Turn the records, starting at the line that contains "Could you point out the pine" and ending at the end of the records, into a Markdown table with the columns Row and Line, one row per line. Skip blank lines and leave the pictures out.

Stored data |

◇ ◇ ◇

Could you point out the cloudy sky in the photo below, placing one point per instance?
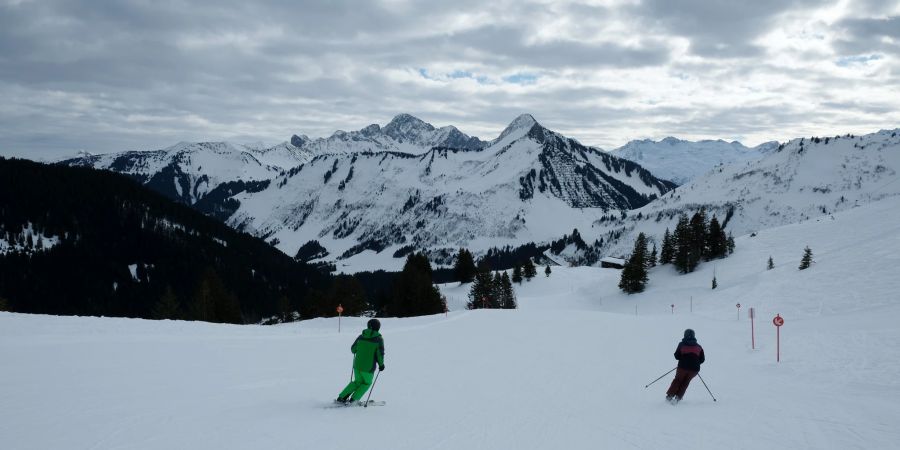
(106, 76)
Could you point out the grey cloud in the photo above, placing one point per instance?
(865, 35)
(114, 75)
(719, 28)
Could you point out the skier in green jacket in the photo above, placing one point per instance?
(368, 350)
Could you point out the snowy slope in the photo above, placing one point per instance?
(799, 180)
(680, 161)
(187, 172)
(566, 370)
(529, 184)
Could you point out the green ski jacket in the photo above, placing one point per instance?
(369, 351)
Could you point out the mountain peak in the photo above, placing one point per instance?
(406, 118)
(519, 127)
(407, 127)
(299, 141)
(523, 121)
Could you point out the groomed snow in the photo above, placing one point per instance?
(567, 370)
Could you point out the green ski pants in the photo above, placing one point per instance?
(359, 385)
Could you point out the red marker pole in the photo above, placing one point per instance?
(778, 321)
(752, 331)
(340, 310)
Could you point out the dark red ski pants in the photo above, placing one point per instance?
(679, 385)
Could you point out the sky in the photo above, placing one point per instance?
(106, 76)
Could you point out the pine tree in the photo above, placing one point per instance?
(529, 271)
(481, 290)
(716, 241)
(496, 299)
(507, 294)
(414, 290)
(634, 274)
(681, 254)
(806, 261)
(213, 302)
(464, 269)
(651, 260)
(698, 232)
(665, 255)
(167, 307)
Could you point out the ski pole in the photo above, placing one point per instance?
(654, 381)
(707, 388)
(372, 389)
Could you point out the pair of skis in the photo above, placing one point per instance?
(338, 404)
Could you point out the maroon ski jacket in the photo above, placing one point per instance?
(689, 355)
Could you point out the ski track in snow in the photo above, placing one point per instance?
(566, 370)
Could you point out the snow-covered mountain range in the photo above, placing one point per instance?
(680, 161)
(803, 179)
(369, 196)
(188, 172)
(405, 133)
(528, 185)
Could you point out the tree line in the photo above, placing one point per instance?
(695, 239)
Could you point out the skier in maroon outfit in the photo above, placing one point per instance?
(689, 355)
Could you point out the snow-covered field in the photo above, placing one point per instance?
(567, 370)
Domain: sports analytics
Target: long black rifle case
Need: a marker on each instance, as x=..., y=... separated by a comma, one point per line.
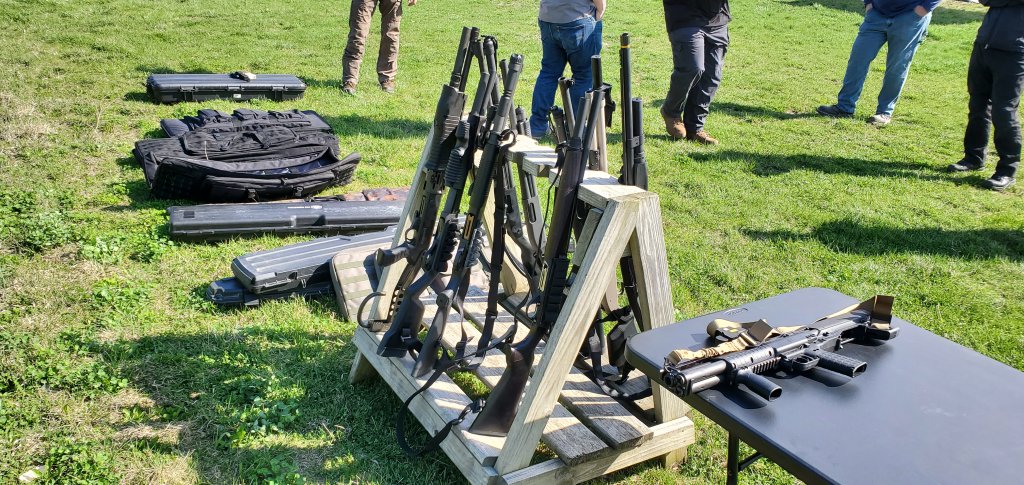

◇ ◇ ◇

Complete output |
| Row | Line |
|---|---|
| 1 | Could you point out the pine tree in the photo above, placing one point per instance? |
| 2 | (529, 271) |
| 3 | (481, 290) |
| 4 | (716, 241) |
| 5 | (496, 299) |
| 6 | (507, 294) |
| 7 | (414, 290) |
| 8 | (634, 274) |
| 9 | (681, 254) |
| 10 | (806, 261) |
| 11 | (213, 302) |
| 12 | (464, 269) |
| 13 | (651, 260) |
| 14 | (698, 232) |
| 15 | (665, 255) |
| 16 | (167, 307) |
| 17 | Could you point out the ski pole in the photo above, placing one point per instance? |
| 18 | (654, 381) |
| 19 | (707, 388) |
| 20 | (372, 389) |
| 21 | Could you point out the pair of skis in the photo above, placing one point per instance? |
| 22 | (338, 404) |
| 23 | Could you point out the maroon ski jacket in the photo above, placing one point per instance? |
| 24 | (689, 355) |
| 25 | Could you point out the ski track in snow in the photo above, placing one point per instance? |
| 26 | (566, 370) |
| 27 | Could you point out the snow-covered mountain range in the photo above, placing one point per instance? |
| 28 | (680, 161) |
| 29 | (803, 179) |
| 30 | (369, 196) |
| 31 | (188, 172) |
| 32 | (405, 133) |
| 33 | (528, 185) |
| 34 | Could you point out the tree line in the photo above, placing one point per instance? |
| 35 | (695, 239) |
| 36 | Could you point out the skier in maroon outfit in the photo above, placing one point per instance? |
| 37 | (689, 355) |
| 38 | Could you point out the snow-covered field in the photo above, placing one point per instance? |
| 39 | (567, 370) |
| 40 | Domain: sports analytics |
| 41 | Target: long black rifle case |
| 42 | Need: a marker on each instance, as x=..., y=... separated by a comma, one point per line. |